─── Stored records
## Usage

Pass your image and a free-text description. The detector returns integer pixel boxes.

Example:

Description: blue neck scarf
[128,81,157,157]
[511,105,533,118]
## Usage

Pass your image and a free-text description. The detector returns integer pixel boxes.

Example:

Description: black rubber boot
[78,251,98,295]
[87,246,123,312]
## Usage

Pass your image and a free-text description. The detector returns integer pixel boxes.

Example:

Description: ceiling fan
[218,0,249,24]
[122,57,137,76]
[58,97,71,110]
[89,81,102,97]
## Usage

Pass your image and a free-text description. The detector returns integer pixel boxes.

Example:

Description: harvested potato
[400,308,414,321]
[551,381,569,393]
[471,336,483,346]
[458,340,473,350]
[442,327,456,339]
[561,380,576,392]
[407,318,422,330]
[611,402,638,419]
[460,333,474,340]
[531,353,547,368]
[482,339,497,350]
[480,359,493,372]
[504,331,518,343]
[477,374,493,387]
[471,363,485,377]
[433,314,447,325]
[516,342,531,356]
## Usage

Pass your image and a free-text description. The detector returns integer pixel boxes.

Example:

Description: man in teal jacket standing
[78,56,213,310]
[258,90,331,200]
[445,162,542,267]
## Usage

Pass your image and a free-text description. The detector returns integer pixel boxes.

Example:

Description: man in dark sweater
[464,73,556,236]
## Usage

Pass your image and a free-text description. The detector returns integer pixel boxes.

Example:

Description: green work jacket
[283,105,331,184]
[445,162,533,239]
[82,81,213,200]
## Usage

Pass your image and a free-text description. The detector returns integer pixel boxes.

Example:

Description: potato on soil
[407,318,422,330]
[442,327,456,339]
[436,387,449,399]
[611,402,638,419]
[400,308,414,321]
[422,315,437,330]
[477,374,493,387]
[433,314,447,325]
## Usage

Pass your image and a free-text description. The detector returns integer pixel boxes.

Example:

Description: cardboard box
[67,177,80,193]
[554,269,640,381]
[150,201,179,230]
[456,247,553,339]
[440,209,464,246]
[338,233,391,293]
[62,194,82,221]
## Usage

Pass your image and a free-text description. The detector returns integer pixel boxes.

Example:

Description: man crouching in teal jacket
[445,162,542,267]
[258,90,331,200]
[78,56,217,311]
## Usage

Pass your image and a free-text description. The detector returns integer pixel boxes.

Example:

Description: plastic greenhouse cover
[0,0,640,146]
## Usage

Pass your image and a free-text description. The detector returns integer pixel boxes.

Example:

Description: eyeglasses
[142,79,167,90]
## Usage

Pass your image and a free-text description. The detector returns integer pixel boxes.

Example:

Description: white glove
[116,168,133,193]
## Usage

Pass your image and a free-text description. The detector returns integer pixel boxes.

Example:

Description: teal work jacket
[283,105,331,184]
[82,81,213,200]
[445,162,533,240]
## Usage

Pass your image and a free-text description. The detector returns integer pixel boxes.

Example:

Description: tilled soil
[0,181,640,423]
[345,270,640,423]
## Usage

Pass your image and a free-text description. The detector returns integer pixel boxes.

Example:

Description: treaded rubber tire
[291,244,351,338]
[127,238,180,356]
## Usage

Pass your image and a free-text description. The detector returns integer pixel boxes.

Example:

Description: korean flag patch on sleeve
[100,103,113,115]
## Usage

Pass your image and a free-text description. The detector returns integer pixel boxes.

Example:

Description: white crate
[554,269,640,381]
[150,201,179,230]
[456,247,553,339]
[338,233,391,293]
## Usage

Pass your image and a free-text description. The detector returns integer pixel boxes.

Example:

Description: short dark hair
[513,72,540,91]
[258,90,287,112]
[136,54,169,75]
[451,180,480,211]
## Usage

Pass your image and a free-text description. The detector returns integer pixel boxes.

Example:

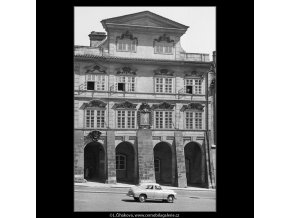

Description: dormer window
[153,34,174,54]
[116,31,137,52]
[154,42,173,54]
[117,40,136,52]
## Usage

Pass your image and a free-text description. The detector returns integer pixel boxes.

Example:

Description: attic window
[154,42,173,54]
[117,39,137,52]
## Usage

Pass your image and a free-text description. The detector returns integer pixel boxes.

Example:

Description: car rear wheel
[139,195,146,203]
[167,195,174,203]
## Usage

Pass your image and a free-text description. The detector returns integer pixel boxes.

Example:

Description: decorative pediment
[139,103,151,113]
[117,67,137,75]
[180,103,204,112]
[154,69,174,76]
[113,101,137,109]
[116,30,138,43]
[101,11,188,30]
[154,33,174,43]
[80,100,107,110]
[85,64,106,74]
[184,70,204,78]
[85,131,102,143]
[152,102,174,110]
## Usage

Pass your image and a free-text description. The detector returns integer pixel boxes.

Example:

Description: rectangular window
[117,40,137,52]
[155,111,172,129]
[96,111,105,128]
[185,111,202,129]
[155,77,173,93]
[86,110,95,128]
[185,112,193,129]
[154,42,173,54]
[195,112,202,129]
[194,79,201,94]
[127,111,135,129]
[87,74,106,91]
[184,79,201,94]
[116,155,126,170]
[117,111,126,128]
[154,159,160,173]
[115,76,136,92]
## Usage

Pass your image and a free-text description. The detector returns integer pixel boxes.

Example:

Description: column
[106,130,116,184]
[174,131,187,188]
[74,130,85,182]
[137,129,156,183]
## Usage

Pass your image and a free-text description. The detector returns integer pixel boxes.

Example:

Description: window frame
[116,39,137,53]
[85,73,107,91]
[116,154,127,170]
[184,110,204,130]
[154,76,175,94]
[154,110,174,129]
[84,108,106,129]
[116,109,137,129]
[114,75,137,92]
[184,78,203,95]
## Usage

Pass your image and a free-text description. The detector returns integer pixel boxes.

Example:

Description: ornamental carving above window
[80,100,107,110]
[180,103,204,112]
[185,70,204,78]
[113,101,137,109]
[154,33,174,43]
[152,102,174,110]
[116,30,138,43]
[85,65,106,74]
[117,67,137,75]
[154,69,174,76]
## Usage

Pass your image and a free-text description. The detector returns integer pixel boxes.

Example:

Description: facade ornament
[117,67,137,75]
[154,33,174,43]
[113,101,137,109]
[154,69,174,76]
[85,65,106,74]
[85,130,102,143]
[137,103,153,129]
[80,100,107,110]
[180,103,204,112]
[185,70,204,79]
[116,30,138,44]
[152,102,174,110]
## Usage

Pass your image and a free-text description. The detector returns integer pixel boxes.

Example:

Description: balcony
[180,53,210,62]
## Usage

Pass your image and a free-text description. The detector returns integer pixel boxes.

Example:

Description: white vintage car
[127,183,176,203]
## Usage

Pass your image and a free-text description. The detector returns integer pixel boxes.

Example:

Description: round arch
[115,141,137,184]
[84,142,106,182]
[153,141,174,185]
[184,141,204,187]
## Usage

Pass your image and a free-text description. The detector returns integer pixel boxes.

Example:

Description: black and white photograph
[74,7,218,212]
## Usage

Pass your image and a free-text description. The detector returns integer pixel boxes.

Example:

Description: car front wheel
[167,195,174,203]
[139,195,146,203]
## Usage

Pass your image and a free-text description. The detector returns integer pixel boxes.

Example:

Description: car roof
[139,182,160,186]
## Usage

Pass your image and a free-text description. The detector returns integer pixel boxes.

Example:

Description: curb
[75,185,216,191]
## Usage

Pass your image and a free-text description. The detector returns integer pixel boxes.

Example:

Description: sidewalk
[75,182,215,191]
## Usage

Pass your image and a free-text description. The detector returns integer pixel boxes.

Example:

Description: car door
[146,185,154,199]
[154,185,163,200]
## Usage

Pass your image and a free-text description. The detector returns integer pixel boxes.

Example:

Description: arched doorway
[116,142,137,184]
[154,142,172,185]
[184,142,203,187]
[84,142,106,182]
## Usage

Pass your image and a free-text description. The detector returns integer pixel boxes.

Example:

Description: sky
[74,7,216,60]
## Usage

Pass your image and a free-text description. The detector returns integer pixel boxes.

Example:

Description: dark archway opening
[116,142,137,184]
[84,142,106,182]
[154,142,172,185]
[184,142,203,187]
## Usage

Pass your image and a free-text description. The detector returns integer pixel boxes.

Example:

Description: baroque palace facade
[74,11,214,187]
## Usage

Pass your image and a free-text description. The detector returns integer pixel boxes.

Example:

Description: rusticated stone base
[137,129,156,183]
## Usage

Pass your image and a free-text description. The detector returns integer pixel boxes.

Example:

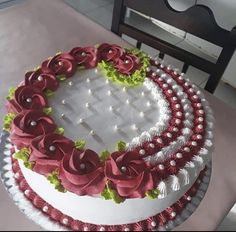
──────
Exercise task - Please reproduce the data starting at the beginning and ending at the line containing "[89,81,102,97]", swapping "detector" for "locator" and changing nothing else. Give only those lines.

The completed task -
## Usage

Pass your image and a free-text description. The locator returns integer pixel boxes.

Example:

Description: blue neck scarf
[128,81,157,157]
[511,105,533,118]
## Usage

Pass your image and a free-text description. The locator returns integer pixel boxes.

Example:

Description: black rubber boot
[78,251,98,295]
[87,246,123,312]
## Usage

Pass your image and a free-text description. The locator returns integer pixel boxes.

Example:

Description: ceiling fan
[218,0,249,24]
[122,57,137,76]
[58,97,71,110]
[89,81,102,97]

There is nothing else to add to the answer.